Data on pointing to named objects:
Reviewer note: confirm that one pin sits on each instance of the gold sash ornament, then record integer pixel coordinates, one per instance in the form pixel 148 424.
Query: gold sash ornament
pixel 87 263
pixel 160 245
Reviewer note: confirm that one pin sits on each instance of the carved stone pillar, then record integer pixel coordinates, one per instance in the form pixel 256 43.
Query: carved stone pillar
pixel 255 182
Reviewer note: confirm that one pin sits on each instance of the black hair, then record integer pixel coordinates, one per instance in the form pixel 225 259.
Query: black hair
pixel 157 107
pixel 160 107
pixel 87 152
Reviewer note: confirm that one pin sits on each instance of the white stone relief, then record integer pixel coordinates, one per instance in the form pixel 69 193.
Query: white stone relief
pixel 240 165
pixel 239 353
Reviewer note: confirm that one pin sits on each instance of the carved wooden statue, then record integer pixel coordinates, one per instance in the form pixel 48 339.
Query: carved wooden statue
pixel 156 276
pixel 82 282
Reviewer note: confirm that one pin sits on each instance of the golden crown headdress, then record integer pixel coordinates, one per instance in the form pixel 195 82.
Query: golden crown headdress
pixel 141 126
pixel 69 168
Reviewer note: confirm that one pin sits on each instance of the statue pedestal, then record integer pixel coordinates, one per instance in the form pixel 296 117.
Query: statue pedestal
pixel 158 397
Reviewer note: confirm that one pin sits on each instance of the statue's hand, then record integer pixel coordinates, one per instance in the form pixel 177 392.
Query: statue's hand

Stated problem: Reproduce all of the data above verbatim, line for line.

Result:
Reviewer note: confirm that one pin sits on each instance of the gold sash ornament, then record integer pixel coordinates, one per instance in the form pixel 148 424.
Query: gold sash ornament
pixel 87 263
pixel 160 245
Reviewer note: confirm that one pin sits on each instance of the carved stone pillar, then record integer pixel coordinates, one per instance in the form pixel 256 43.
Query: carved stone pillar
pixel 255 182
Reviewer note: confirm that one pin sits on each instance of the black hair, then record integer pixel coordinates, one per instance in the form pixel 225 259.
Query: black hair
pixel 157 107
pixel 160 107
pixel 87 152
Reviewer note: confirm that one pin sits on each instance of the white stone relief, then record integer pixel coordinates, one per instance in the form pixel 69 193.
Query: white stone relief
pixel 240 165
pixel 239 353
Reviewer note: confirm that one pin sits on each instance of the carved wooden statue, then record integer pixel coordinates, one per instance in the form pixel 48 339.
Query: carved wooden statue
pixel 156 276
pixel 82 282
Reviewer note: confirm that one pin sits on each instance of the golden crown headdress, then record integer pixel coordinates, one per instance in the form pixel 195 82.
Query: golden crown headdress
pixel 141 126
pixel 69 168
Reviewer note: confirm that one pin sits on each instance of the statue pedestal, then record integer pixel coordinates, one per instance in the form pixel 296 117.
Query: statue pedestal
pixel 158 397
Reviewer note: confirm that one pin sits on each instance of the statue's hand, then record integer pixel coordinates, one per instance in the form pixel 177 392.
Query: statue's hand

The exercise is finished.